§ **Set exercise a**
Copy out the records word for word, from their first line through the line containing "pixel 541 234", including that line.
--------
RE: Comments on July 26, 2006 Versioning Draft

Marc,

Thank you very much for your detailed comments!  I have gone through
them in detail with answers inline.  Please note that I am publishing a
new version of the finding on Friday which has a significant rewrite of
the terminology section .  I think this has picked up some of your
comments.  We will be reviewing this next week at our F2F meeting, which
I expect will result in Yet Another Terminology Rewrite.  I suggest
looking at that post next rewrite to see if your comments have been
completely addressed.  There are a couple of questions that I asked, and
any answers at any time would help and answers in the next day or so
might make it in by Friday.

> -----Original Message-----
> From: Marc de Graauw [mailto:marc@marcdegraauw.com] 
> Sent: Tuesday, August 29, 2006 5:59 AM
> To: David Orchard; www-tag@w3.org
> Subject: Comments on July 26, 2006 Versioning Draft
> 
> Hi David,
> 
> Below some more comments on the July 26 Versioning Draft. 
> BTW, I am co-responsible for the versioning standards in the 
> Dutch Healthcare and Criminal Justice Exchanges which are 
> currently being developed. As such, your document provides 
> very valuable input and I want to stress how much I 
> appreciate the existence of such a document and the effort 
> you've put into it.

Muchos gracias!  

> 
> 1.1, par. 3: "The set of information in a language almost 
> always has semantics." I believe the use of the term 
> "Information Set" here and in other parts is confusing. In an 
> XML context one tends to equate this with Information set as 
> defined in XML Infoset [1]. However, if an XML document
> (Text) is just syntax, the XML Infoset is just syntax too (in 
> fact [1] does not even contain the word "semantics"). Your 
> use of "Information" and "Information Set" is very semantical 
> in nature, as shown by the direct association with semantics 
> in the diagram, as well as the Act of Consumption which 
> impacts the consumer. So I think you should make clear that 
> "Information Set" is not the same as an XML Infoset, but a 
> semantical notion
> - or use another term.

We have struggled with this as well.  I expect it to change.
> 
> 1.1.1, par. 6: "The strings could be compatible but the 
> information conveyed is not compatible." This sentence is 
> unclear to me, I think it needs elaboration.

Elaborated.
--------
§ **Set exercise b**
According to the versioning draft email, the versioning standards of which exchanges is Marc de Graauw co-responsible for?

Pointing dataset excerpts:
--------
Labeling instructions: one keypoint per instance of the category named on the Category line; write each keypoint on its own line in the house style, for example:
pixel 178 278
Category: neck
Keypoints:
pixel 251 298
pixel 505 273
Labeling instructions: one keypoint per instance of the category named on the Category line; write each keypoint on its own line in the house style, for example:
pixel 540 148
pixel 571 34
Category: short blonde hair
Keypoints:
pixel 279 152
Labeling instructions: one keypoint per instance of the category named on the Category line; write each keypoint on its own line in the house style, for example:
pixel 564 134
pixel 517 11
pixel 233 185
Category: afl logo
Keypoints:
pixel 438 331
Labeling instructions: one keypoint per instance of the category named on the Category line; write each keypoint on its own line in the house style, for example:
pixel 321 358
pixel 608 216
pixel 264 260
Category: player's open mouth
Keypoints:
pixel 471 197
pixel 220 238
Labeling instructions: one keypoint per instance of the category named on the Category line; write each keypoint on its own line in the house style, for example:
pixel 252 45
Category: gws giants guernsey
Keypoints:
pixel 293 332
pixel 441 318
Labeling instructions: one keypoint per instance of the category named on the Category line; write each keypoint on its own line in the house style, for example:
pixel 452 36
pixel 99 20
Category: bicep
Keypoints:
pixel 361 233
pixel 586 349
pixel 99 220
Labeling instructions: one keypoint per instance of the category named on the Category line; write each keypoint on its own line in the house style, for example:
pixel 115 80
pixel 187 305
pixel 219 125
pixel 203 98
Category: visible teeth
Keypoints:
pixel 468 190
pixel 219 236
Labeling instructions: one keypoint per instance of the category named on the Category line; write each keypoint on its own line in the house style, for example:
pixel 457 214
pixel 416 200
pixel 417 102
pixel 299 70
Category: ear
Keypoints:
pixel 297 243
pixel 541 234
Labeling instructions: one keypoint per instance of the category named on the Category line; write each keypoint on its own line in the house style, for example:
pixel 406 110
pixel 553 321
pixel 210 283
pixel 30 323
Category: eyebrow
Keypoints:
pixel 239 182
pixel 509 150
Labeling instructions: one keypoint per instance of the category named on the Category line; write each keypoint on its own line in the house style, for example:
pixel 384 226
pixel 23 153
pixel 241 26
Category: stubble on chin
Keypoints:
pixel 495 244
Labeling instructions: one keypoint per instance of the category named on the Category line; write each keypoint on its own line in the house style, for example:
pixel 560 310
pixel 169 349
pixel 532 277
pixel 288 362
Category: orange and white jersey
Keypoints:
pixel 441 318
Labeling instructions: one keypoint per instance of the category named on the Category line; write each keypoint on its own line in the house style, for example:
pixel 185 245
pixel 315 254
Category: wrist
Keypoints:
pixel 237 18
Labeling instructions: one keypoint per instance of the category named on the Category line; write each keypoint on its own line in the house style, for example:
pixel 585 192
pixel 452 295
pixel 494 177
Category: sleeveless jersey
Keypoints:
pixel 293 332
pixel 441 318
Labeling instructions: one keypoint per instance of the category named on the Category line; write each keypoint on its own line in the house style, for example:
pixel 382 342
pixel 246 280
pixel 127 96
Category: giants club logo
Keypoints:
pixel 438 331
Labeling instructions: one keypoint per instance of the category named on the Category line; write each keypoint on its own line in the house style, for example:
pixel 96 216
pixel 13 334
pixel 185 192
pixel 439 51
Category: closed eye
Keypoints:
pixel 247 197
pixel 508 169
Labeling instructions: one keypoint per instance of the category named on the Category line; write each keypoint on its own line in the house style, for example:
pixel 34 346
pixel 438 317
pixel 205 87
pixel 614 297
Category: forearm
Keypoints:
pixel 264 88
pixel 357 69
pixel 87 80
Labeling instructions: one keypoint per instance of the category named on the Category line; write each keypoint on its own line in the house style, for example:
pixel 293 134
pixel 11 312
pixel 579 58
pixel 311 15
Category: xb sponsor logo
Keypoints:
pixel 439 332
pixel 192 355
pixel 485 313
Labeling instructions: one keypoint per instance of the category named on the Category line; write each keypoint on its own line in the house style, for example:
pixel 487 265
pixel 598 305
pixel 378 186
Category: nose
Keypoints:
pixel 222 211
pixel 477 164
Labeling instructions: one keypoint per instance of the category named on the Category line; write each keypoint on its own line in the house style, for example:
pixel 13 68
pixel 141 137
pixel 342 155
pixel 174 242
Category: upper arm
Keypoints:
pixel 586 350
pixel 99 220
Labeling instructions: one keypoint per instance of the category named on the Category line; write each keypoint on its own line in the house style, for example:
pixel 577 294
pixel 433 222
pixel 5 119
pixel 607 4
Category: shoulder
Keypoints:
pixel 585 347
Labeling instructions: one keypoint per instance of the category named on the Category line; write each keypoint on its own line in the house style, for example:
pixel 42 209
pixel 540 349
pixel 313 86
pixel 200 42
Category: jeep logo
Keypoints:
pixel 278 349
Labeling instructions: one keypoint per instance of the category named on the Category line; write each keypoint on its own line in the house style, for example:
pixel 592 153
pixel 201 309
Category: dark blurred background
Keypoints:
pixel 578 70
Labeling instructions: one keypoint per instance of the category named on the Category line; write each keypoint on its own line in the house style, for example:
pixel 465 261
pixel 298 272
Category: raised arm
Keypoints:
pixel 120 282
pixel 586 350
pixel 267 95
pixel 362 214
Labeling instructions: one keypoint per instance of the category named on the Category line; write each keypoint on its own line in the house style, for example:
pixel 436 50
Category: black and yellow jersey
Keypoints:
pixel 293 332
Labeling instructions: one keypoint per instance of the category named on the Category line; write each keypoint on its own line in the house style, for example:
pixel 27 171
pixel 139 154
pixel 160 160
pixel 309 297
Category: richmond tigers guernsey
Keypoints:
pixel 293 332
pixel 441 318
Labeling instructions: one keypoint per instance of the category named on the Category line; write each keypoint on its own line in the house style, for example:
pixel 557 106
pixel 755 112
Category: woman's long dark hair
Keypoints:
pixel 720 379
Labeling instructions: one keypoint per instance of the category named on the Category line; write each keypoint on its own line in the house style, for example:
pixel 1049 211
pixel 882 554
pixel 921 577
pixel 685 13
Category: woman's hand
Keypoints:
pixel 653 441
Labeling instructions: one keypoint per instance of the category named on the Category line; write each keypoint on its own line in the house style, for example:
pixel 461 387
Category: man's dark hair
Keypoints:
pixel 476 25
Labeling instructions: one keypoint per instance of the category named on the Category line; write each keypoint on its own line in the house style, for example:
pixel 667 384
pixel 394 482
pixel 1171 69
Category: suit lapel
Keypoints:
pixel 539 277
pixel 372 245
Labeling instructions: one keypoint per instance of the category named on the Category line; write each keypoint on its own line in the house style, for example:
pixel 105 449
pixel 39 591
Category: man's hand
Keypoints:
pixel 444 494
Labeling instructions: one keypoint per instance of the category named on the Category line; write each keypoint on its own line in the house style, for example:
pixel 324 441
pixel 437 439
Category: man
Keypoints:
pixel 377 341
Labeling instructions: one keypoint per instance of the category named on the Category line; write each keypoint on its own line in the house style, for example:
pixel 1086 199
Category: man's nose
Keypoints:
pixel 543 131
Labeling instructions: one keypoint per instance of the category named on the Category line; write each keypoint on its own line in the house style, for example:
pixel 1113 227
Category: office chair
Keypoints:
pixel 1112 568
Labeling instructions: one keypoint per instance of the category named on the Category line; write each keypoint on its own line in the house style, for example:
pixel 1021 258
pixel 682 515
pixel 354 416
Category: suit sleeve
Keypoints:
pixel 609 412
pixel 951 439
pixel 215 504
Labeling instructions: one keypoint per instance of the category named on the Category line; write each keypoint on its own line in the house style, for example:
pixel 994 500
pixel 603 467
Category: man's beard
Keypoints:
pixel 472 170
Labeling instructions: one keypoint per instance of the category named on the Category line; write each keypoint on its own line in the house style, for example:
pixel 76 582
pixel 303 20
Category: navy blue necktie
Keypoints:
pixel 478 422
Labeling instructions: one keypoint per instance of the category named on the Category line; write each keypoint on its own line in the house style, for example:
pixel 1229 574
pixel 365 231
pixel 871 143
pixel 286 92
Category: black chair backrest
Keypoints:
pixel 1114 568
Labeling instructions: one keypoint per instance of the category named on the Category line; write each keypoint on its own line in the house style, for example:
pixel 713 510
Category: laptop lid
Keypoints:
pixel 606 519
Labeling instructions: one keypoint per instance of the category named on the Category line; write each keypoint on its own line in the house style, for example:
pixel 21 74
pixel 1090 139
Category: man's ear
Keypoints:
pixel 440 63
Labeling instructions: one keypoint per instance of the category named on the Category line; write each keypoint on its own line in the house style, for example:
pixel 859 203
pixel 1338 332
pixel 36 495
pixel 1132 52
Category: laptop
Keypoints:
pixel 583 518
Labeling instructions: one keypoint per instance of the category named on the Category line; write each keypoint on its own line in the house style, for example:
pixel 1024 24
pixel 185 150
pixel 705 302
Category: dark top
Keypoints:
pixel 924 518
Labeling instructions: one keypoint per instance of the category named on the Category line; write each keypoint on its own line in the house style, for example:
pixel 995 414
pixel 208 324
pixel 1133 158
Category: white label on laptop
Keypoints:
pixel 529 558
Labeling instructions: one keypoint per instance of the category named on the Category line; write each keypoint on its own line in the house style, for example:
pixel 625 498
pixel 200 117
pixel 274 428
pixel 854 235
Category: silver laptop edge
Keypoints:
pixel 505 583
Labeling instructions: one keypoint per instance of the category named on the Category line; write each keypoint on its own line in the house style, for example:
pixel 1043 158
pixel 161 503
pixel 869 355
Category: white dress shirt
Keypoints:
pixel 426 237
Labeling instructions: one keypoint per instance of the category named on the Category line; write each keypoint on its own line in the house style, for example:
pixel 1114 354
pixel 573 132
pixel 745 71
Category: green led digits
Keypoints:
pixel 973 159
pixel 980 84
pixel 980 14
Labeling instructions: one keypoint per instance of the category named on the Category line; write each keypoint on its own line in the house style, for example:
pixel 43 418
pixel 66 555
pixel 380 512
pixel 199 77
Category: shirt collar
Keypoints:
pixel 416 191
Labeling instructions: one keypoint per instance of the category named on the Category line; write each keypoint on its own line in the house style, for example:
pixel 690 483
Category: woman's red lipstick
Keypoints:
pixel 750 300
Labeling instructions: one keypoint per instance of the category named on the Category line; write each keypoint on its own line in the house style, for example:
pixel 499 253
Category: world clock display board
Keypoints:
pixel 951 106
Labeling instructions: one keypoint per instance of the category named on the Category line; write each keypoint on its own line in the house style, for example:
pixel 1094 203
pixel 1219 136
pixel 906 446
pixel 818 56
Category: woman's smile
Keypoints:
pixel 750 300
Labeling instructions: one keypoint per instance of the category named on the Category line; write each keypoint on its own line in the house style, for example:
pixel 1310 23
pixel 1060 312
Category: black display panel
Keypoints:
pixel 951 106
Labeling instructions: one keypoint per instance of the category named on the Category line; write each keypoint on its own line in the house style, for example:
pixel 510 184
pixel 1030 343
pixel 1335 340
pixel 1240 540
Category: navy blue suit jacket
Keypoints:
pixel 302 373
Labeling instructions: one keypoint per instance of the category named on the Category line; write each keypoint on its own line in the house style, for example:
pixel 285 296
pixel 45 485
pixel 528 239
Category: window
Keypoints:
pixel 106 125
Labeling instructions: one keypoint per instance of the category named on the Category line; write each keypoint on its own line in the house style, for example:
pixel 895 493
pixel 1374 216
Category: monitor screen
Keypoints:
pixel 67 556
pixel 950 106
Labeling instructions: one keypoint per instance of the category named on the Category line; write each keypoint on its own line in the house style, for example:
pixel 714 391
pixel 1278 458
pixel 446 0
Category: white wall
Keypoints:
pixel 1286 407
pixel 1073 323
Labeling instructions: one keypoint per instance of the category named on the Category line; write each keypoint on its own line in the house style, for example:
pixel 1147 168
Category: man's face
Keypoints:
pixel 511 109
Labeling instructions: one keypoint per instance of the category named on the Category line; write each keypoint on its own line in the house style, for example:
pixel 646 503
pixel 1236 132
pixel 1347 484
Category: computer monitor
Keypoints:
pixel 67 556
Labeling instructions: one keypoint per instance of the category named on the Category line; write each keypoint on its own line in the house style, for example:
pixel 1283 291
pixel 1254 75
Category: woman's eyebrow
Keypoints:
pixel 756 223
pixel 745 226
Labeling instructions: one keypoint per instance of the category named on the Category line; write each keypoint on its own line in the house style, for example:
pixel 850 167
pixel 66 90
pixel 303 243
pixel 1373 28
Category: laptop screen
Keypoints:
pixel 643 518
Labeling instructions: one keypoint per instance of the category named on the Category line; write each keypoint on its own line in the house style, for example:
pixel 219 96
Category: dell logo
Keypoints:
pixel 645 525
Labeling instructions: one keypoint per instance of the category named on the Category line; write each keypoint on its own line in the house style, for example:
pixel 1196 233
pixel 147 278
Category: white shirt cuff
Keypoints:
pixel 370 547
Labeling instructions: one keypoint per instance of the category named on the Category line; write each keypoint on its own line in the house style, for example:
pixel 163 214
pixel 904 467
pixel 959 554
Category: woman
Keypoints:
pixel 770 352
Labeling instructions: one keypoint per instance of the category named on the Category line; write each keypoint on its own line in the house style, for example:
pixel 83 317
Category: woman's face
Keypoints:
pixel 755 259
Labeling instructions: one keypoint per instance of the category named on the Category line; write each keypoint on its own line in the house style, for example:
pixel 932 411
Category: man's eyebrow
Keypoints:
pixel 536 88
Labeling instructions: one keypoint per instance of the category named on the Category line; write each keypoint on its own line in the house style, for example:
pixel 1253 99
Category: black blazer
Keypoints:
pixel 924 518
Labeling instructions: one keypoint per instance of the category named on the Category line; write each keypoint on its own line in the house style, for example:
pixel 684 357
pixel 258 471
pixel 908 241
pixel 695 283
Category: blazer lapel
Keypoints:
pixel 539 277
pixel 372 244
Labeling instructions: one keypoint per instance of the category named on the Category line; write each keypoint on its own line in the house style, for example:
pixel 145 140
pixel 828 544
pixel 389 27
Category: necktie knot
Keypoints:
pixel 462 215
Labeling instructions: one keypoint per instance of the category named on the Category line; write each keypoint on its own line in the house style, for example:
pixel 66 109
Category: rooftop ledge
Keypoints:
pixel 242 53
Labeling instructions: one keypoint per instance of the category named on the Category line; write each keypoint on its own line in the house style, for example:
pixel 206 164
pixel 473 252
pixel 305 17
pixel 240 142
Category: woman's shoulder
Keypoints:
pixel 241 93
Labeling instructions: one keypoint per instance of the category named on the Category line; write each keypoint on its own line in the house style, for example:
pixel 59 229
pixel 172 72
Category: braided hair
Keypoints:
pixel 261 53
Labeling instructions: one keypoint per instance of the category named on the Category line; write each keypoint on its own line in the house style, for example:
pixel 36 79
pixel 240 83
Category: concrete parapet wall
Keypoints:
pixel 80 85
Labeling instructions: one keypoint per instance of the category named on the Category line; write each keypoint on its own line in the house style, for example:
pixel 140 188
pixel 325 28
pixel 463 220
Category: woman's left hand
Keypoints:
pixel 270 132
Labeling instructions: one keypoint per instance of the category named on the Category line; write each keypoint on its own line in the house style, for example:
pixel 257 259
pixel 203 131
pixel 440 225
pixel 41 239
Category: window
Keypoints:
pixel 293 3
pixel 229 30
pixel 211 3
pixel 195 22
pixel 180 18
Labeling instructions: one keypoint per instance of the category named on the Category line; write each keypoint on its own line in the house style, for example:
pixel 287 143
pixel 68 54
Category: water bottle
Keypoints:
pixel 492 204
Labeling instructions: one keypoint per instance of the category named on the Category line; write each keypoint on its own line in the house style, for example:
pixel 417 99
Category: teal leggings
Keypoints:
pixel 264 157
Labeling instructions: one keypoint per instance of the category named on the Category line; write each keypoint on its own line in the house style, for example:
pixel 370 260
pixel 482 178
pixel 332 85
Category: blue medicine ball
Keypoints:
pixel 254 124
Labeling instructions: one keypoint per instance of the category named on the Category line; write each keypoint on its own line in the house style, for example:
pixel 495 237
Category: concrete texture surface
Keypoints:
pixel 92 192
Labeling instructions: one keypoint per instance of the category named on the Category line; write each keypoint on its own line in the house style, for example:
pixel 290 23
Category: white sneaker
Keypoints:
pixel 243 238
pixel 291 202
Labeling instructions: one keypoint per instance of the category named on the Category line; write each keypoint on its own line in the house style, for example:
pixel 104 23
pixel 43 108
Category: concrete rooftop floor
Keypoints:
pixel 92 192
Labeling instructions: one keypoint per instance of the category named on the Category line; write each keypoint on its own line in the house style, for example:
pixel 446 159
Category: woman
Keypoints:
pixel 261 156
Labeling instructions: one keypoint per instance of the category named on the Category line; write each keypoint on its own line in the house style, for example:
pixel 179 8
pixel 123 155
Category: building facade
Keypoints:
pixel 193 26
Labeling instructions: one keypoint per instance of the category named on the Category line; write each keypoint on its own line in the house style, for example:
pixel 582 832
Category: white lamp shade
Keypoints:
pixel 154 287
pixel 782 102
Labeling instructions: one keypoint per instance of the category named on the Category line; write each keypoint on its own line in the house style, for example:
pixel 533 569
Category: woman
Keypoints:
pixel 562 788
--------
§ **Result a**
Labeling instructions: one keypoint per instance of the category named on the Category line; write each keypoint on its own line in the house style, for example:
pixel 178 278
Category: neck
Keypoints:
pixel 251 298
pixel 505 273
Labeling instructions: one keypoint per instance of the category named on the Category line; write each keypoint on its own line in the house style, for example:
pixel 540 148
pixel 571 34
Category: short blonde hair
Keypoints:
pixel 279 152
Labeling instructions: one keypoint per instance of the category named on the Category line; write each keypoint on its own line in the house style, for example:
pixel 564 134
pixel 517 11
pixel 233 185
Category: afl logo
Keypoints:
pixel 438 331
Labeling instructions: one keypoint per instance of the category named on the Category line; write each keypoint on its own line in the house style, for example:
pixel 321 358
pixel 608 216
pixel 264 260
Category: player's open mouth
Keypoints:
pixel 471 197
pixel 220 238
Labeling instructions: one keypoint per instance of the category named on the Category line; write each keypoint on its own line in the house style, for example:
pixel 252 45
Category: gws giants guernsey
Keypoints:
pixel 293 332
pixel 441 318
Labeling instructions: one keypoint per instance of the category named on the Category line; write each keypoint on its own line in the house style, for example:
pixel 452 36
pixel 99 20
Category: bicep
Keypoints:
pixel 361 233
pixel 586 349
pixel 99 220
Labeling instructions: one keypoint per instance of the category named on the Category line; write each keypoint on its own line in the house style, for example:
pixel 115 80
pixel 187 305
pixel 219 125
pixel 203 98
Category: visible teeth
Keypoints:
pixel 468 190
pixel 219 236
Labeling instructions: one keypoint per instance of the category named on the Category line; write each keypoint on its own line in the house style, for example:
pixel 457 214
pixel 416 200
pixel 417 102
pixel 299 70
Category: ear
Keypoints:
pixel 297 243
pixel 541 234

§ **Result b**
The Dutch Healthcare and Criminal Justice Exchanges.